Copy every one of the rows below word for word, with no changes.
##### EXTRACTED ENTRIES #####
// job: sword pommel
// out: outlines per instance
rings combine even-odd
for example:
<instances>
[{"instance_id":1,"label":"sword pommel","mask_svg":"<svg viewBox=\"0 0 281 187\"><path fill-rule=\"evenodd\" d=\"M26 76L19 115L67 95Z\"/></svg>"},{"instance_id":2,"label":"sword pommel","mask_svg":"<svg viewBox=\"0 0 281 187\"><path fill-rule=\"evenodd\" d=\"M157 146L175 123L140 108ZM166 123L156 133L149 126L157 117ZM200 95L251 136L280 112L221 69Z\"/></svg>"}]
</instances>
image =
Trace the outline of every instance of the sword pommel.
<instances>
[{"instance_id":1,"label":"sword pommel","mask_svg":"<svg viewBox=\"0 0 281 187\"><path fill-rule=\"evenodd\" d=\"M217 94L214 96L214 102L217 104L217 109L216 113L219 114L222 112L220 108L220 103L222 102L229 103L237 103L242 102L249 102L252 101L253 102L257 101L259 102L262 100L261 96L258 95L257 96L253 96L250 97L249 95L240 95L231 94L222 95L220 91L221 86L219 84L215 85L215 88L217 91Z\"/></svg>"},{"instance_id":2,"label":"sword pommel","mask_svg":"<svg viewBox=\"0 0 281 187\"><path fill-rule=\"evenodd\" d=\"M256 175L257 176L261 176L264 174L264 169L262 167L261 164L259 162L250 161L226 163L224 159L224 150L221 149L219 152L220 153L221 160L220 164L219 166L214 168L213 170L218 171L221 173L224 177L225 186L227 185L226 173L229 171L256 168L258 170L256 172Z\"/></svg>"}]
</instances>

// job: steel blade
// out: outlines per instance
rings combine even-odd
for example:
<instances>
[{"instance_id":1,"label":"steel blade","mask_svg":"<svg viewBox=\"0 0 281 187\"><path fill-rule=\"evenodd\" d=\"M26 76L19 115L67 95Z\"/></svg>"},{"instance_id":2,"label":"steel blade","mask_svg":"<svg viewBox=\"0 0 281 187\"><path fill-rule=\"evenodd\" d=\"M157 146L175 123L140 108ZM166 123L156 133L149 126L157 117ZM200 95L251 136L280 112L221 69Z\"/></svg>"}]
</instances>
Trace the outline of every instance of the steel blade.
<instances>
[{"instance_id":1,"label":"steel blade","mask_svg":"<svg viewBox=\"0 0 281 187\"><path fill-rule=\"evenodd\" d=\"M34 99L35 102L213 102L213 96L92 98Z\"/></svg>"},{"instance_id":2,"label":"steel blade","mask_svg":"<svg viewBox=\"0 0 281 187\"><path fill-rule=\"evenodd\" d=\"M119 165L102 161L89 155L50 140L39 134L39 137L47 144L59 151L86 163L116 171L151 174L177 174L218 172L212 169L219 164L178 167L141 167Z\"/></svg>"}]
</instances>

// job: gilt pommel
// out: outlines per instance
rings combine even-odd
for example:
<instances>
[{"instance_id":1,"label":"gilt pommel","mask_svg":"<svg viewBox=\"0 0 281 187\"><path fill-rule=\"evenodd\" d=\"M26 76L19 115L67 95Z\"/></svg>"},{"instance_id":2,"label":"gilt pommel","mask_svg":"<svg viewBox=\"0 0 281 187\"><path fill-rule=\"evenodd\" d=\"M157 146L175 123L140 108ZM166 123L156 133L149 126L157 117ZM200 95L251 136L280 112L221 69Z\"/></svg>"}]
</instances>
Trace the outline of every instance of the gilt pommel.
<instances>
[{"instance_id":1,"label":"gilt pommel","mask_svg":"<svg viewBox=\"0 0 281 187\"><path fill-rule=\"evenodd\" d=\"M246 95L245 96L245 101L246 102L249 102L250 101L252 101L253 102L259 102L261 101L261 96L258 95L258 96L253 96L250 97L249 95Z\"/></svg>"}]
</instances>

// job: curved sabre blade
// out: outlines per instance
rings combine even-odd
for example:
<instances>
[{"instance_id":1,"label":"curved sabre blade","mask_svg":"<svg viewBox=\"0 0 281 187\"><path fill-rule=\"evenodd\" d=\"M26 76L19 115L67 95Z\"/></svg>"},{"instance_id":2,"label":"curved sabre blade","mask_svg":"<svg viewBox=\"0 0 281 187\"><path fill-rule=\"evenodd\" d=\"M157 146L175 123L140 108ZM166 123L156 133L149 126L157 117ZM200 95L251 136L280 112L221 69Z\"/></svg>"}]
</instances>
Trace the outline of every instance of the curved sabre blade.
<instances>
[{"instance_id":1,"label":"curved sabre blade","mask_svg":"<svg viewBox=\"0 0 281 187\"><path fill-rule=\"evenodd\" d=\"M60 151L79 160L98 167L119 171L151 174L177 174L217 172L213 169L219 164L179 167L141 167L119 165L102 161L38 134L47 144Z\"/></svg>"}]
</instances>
#####
*THE RESULT*:
// job: sword pommel
// out: outlines per instance
rings combine even-odd
for example:
<instances>
[{"instance_id":1,"label":"sword pommel","mask_svg":"<svg viewBox=\"0 0 281 187\"><path fill-rule=\"evenodd\" d=\"M26 76L19 115L67 95Z\"/></svg>"},{"instance_id":2,"label":"sword pommel","mask_svg":"<svg viewBox=\"0 0 281 187\"><path fill-rule=\"evenodd\" d=\"M157 146L175 123L140 108ZM166 123L156 133L149 126L157 117ZM200 95L251 136L280 112L221 69Z\"/></svg>"}]
</instances>
image =
Trace the outline of every instance of the sword pommel.
<instances>
[{"instance_id":1,"label":"sword pommel","mask_svg":"<svg viewBox=\"0 0 281 187\"><path fill-rule=\"evenodd\" d=\"M217 94L214 96L214 102L217 104L217 109L216 113L219 114L222 112L220 108L220 103L222 102L229 103L237 103L242 102L249 102L252 101L253 102L257 101L259 102L262 100L261 96L258 95L257 96L253 96L250 97L249 95L240 95L231 94L222 95L220 91L221 86L219 84L215 85L215 88L217 91Z\"/></svg>"},{"instance_id":2,"label":"sword pommel","mask_svg":"<svg viewBox=\"0 0 281 187\"><path fill-rule=\"evenodd\" d=\"M256 175L257 176L261 176L264 174L264 169L262 167L261 164L259 162L250 161L226 163L224 159L224 150L221 149L219 152L220 153L221 160L220 164L219 166L214 168L213 170L218 171L221 173L224 177L225 186L227 185L226 173L229 171L256 168L258 170L256 172Z\"/></svg>"}]
</instances>

// job: steel blade
// out: outlines per instance
rings combine even-odd
for example:
<instances>
[{"instance_id":1,"label":"steel blade","mask_svg":"<svg viewBox=\"0 0 281 187\"><path fill-rule=\"evenodd\" d=\"M26 76L19 115L67 95Z\"/></svg>"},{"instance_id":2,"label":"steel blade","mask_svg":"<svg viewBox=\"0 0 281 187\"><path fill-rule=\"evenodd\" d=\"M157 146L175 123L140 108ZM166 123L156 133L149 126L157 117ZM200 95L251 136L280 112L221 69Z\"/></svg>"}]
</instances>
Trace the outline of every instance of the steel blade.
<instances>
[{"instance_id":1,"label":"steel blade","mask_svg":"<svg viewBox=\"0 0 281 187\"><path fill-rule=\"evenodd\" d=\"M34 99L35 102L213 102L213 96L92 98Z\"/></svg>"},{"instance_id":2,"label":"steel blade","mask_svg":"<svg viewBox=\"0 0 281 187\"><path fill-rule=\"evenodd\" d=\"M119 165L102 161L89 155L50 140L39 134L39 137L47 144L59 151L86 163L116 171L151 174L177 174L218 172L212 169L219 164L178 167L141 167Z\"/></svg>"}]
</instances>

// job: gilt pommel
// out: outlines per instance
rings combine even-odd
for example:
<instances>
[{"instance_id":1,"label":"gilt pommel","mask_svg":"<svg viewBox=\"0 0 281 187\"><path fill-rule=\"evenodd\" d=\"M26 76L19 115L67 95Z\"/></svg>"},{"instance_id":2,"label":"gilt pommel","mask_svg":"<svg viewBox=\"0 0 281 187\"><path fill-rule=\"evenodd\" d=\"M157 146L175 123L140 108ZM166 123L156 133L149 126L157 117ZM200 95L251 136L280 112L221 69Z\"/></svg>"}]
</instances>
Trace the outline of every instance of the gilt pommel.
<instances>
[{"instance_id":1,"label":"gilt pommel","mask_svg":"<svg viewBox=\"0 0 281 187\"><path fill-rule=\"evenodd\" d=\"M246 95L245 96L245 101L246 102L249 102L250 101L252 101L253 102L259 102L261 101L261 96L258 95L258 96L253 96L250 97L249 95Z\"/></svg>"}]
</instances>

// job: curved sabre blade
// out: outlines per instance
rings combine even-odd
for example:
<instances>
[{"instance_id":1,"label":"curved sabre blade","mask_svg":"<svg viewBox=\"0 0 281 187\"><path fill-rule=\"evenodd\" d=\"M26 76L19 115L67 95Z\"/></svg>"},{"instance_id":2,"label":"curved sabre blade","mask_svg":"<svg viewBox=\"0 0 281 187\"><path fill-rule=\"evenodd\" d=\"M157 146L175 123L140 108ZM166 123L156 133L149 126L157 117ZM200 95L251 136L280 112L221 69Z\"/></svg>"}]
</instances>
Trace the outline of every instance of the curved sabre blade.
<instances>
[{"instance_id":1,"label":"curved sabre blade","mask_svg":"<svg viewBox=\"0 0 281 187\"><path fill-rule=\"evenodd\" d=\"M60 151L79 160L98 167L119 171L151 174L177 174L217 172L213 169L219 164L179 167L141 167L119 165L102 161L38 134L47 144Z\"/></svg>"}]
</instances>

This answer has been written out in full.